**** Data for this task ****

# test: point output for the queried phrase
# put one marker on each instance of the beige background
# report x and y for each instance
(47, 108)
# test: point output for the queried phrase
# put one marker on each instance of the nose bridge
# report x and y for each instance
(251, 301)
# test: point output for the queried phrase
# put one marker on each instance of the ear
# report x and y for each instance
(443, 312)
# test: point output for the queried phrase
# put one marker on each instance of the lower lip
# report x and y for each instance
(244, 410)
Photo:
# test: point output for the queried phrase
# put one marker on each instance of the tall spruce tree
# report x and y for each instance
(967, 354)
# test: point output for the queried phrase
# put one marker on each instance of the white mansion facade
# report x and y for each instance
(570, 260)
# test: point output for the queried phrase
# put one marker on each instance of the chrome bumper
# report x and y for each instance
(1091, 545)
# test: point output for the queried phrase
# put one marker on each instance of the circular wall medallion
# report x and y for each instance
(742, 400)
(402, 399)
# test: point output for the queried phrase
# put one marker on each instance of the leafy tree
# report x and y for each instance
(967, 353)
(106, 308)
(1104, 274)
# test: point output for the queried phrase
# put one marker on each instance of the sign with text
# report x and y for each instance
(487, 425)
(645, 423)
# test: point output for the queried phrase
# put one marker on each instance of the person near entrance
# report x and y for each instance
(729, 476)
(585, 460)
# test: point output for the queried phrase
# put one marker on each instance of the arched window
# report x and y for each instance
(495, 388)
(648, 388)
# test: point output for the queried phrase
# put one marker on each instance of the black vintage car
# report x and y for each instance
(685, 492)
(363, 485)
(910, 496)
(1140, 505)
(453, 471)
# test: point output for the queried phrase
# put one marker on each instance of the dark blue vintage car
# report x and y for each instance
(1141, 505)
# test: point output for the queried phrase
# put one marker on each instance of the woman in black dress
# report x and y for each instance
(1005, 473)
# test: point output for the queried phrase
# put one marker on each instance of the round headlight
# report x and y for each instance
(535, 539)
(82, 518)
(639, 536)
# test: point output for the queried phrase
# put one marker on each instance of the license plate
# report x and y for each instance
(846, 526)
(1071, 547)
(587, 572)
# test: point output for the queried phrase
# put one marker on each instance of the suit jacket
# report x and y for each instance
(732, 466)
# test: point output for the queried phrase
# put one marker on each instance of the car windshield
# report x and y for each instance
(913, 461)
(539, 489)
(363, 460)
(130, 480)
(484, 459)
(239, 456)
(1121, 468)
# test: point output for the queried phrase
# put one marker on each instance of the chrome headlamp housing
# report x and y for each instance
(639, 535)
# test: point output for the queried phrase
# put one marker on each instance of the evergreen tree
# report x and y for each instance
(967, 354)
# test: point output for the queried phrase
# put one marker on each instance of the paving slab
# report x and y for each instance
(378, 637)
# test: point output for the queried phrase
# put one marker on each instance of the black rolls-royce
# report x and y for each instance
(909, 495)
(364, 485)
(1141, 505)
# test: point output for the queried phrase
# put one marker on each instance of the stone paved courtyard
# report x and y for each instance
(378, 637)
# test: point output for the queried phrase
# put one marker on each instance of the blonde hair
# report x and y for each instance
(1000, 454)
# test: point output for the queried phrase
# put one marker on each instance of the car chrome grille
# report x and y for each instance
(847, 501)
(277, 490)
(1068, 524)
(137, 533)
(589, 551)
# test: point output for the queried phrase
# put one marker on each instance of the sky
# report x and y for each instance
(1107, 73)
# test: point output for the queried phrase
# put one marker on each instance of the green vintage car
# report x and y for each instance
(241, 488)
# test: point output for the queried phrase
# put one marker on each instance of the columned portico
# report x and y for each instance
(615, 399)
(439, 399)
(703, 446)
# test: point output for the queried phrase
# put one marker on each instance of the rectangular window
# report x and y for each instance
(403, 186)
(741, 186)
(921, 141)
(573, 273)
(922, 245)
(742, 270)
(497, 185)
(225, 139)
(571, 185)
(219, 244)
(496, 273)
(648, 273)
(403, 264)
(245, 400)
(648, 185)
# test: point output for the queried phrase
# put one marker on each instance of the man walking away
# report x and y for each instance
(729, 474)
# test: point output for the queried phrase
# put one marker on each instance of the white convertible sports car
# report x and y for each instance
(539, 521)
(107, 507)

****

Activity
Of all the lines in the data, count those that contain "window" and give that figure with nothing else.

Expected output
2